- **PROMPT 1**:
Show every line of the entries below that contains the string "cabinet".

- **EXTRACTED TEXT**:
* * * *
Institutional Care of Children in Low- and Middle-Income Settings: Challenging the Conventional Wisdom of Oliver Twist

Paula Braitstein a,
PMCID: PMC4570007  PMID: 26374794

Whether institutions or extended families are better suited to care for orphans depends on the specific circumstances. Reported rates of traumatic experiences among orphans and vulnerable children are high in both institutions and extended families; improving the quality of care for such children should be the paramount priority in all settings.


Whether institutions or extended families are better suited to care for orphans depends on the specific circumstances. Reported rates of traumatic experiences among orphans and vulnerable children are high in both institutions and extended families; improving the quality of care for such children should be the paramount priority in all settings.


See related article by Gray.

Acting in the best interest of the child is the fundamental principle that is supposed to guide local, national, and international policy, programming, research, and care for children. Most people would agree, yet there is a raging debate among scientists about how, what, where, and when to measure and interpret “best interests.” The stakes are high as there are millions of children lacking one or both parents (orphans) and millions more whose parents are alive but due to poverty or other circumstances such as substance abuse can’t, or at least don’t, provide them with an optimal care environment—or sometimes even one that meets their basic needs. Consequently, millions of children, especially in low- and middle-income countries, turn to the streets in an effort to take care of themselves.

On one side is a large body of evidence, mostly historical and from Eastern Europe and North America, about the negative physical and mental health outcomes of children in institutions.1 In essence, the evidence clearly demonstrates that socially and emotionally deprived environments are bad for children and that institutions caring for infants, particularly in Eastern Europe and North America, have embodied neglectful environments. As a result of this evidence, there are global demands for universal deinstitutionalization.
* * * *
- **MATERIAL FOR THIS EXERCISE**:
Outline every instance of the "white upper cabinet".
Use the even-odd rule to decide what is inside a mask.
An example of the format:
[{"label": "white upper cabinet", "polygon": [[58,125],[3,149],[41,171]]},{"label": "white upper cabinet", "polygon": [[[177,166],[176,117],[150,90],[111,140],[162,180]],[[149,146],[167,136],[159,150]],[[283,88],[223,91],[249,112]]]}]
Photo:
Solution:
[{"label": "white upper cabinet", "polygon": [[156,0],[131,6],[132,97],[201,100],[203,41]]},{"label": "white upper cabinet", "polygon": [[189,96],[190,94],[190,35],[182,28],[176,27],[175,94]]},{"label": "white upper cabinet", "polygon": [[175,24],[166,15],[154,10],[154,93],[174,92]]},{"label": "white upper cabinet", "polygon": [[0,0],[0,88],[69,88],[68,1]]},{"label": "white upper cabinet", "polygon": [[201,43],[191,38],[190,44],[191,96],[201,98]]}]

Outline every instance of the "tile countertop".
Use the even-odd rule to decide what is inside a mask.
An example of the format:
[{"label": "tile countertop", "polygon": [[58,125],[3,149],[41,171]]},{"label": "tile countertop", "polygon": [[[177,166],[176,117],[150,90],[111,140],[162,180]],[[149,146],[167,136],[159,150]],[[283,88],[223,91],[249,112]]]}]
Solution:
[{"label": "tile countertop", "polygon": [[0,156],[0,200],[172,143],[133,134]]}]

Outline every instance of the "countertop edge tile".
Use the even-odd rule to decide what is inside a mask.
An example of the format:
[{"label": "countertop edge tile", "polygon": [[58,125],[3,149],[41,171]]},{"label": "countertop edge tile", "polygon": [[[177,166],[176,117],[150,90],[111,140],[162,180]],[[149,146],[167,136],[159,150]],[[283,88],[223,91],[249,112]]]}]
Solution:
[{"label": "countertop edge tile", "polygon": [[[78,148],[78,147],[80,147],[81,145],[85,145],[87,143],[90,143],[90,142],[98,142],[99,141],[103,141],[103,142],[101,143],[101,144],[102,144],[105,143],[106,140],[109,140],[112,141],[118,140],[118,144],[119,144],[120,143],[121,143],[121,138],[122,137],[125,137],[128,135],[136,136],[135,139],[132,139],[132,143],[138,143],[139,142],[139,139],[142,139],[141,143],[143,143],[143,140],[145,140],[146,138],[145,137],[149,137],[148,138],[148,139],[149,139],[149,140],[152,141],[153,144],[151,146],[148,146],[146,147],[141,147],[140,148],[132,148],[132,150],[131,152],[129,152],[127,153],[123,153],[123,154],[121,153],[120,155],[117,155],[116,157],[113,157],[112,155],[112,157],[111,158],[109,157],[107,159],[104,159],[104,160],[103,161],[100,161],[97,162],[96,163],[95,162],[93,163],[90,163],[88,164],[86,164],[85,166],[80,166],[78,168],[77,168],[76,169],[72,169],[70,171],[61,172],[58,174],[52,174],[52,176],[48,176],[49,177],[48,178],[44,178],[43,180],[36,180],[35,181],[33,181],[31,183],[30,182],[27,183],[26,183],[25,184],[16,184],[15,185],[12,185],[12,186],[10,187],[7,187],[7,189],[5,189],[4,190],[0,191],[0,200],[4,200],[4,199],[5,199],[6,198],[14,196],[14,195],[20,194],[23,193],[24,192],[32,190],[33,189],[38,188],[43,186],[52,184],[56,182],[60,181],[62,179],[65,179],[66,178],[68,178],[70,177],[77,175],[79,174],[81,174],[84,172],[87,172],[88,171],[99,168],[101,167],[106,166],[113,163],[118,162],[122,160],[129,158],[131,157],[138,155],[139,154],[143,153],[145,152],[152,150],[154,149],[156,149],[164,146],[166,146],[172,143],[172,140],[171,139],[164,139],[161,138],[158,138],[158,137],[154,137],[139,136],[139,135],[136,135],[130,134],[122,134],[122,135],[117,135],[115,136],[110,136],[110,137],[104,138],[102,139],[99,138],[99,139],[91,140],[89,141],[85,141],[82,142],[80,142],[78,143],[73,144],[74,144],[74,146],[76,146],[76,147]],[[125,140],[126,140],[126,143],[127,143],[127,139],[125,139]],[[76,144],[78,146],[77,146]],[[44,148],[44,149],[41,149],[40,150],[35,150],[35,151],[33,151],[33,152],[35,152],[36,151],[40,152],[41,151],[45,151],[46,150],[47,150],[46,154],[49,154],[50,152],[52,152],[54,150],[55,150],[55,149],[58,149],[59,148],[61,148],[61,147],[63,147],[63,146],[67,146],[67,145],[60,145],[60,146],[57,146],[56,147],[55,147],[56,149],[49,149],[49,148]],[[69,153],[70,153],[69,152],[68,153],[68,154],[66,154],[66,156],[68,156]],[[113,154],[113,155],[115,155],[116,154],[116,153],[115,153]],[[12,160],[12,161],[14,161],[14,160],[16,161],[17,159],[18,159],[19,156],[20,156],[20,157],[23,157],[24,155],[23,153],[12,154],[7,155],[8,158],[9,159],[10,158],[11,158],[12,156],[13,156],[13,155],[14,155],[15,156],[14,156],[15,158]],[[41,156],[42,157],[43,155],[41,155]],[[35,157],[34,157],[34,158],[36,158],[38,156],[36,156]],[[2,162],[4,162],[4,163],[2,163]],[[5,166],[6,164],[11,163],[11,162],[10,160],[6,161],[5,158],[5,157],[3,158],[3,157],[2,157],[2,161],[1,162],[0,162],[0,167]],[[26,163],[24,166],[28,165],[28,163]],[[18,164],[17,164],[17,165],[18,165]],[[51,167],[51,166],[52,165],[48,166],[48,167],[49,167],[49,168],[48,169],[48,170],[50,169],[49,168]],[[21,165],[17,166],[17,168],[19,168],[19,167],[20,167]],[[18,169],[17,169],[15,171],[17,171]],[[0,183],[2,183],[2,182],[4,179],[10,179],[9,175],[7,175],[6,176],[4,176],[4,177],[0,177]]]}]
* * * *
- **PROMPT 2**:
From the commentary on institutional child care above, extract the passage between "Institutional Care of" and "article by Gray.", inclusive.

- **WRITTEN RESPONSE 1**:
Outline every instance of the "white upper cabinet".
[{"label": "white upper cabinet", "polygon": [[58,125],[3,149],[41,171]]},{"label": "white upper cabinet", "polygon": [[[177,166],[176,117],[150,90],[111,140],[162,180]],[[149,146],[167,136],[159,150]],[[283,88],[223,91],[249,112]]]}]
[{"label": "white upper cabinet", "polygon": [[156,0],[131,6],[132,97],[201,100],[203,41]]},{"label": "white upper cabinet", "polygon": [[189,96],[190,94],[190,35],[182,28],[176,27],[175,94]]},{"label": "white upper cabinet", "polygon": [[175,24],[166,15],[154,10],[154,93],[174,92]]},{"label": "white upper cabinet", "polygon": [[0,0],[0,88],[69,88],[68,1]]},{"label": "white upper cabinet", "polygon": [[201,43],[191,38],[190,44],[191,96],[201,98]]}]

- **WRITTEN RESPONSE 2**:
Institutional Care of Children in Low- and Middle-Income Settings: Challenging the Conventional Wisdom of Oliver Twist

Paula Braitstein a,
PMCID: PMC4570007  PMID: 26374794

Whether institutions or extended families are better suited to care for orphans depends on the specific circumstances. Reported rates of traumatic experiences among orphans and vulnerable children are high in both institutions and extended families; improving the quality of care for such children should be the paramount priority in all settings.


Whether institutions or extended families are better suited to care for orphans depends on the specific circumstances. Reported rates of traumatic experiences among orphans and vulnerable children are high in both institutions and extended families; improving the quality of care for such children should be the paramount priority in all settings.


See related article by Gray.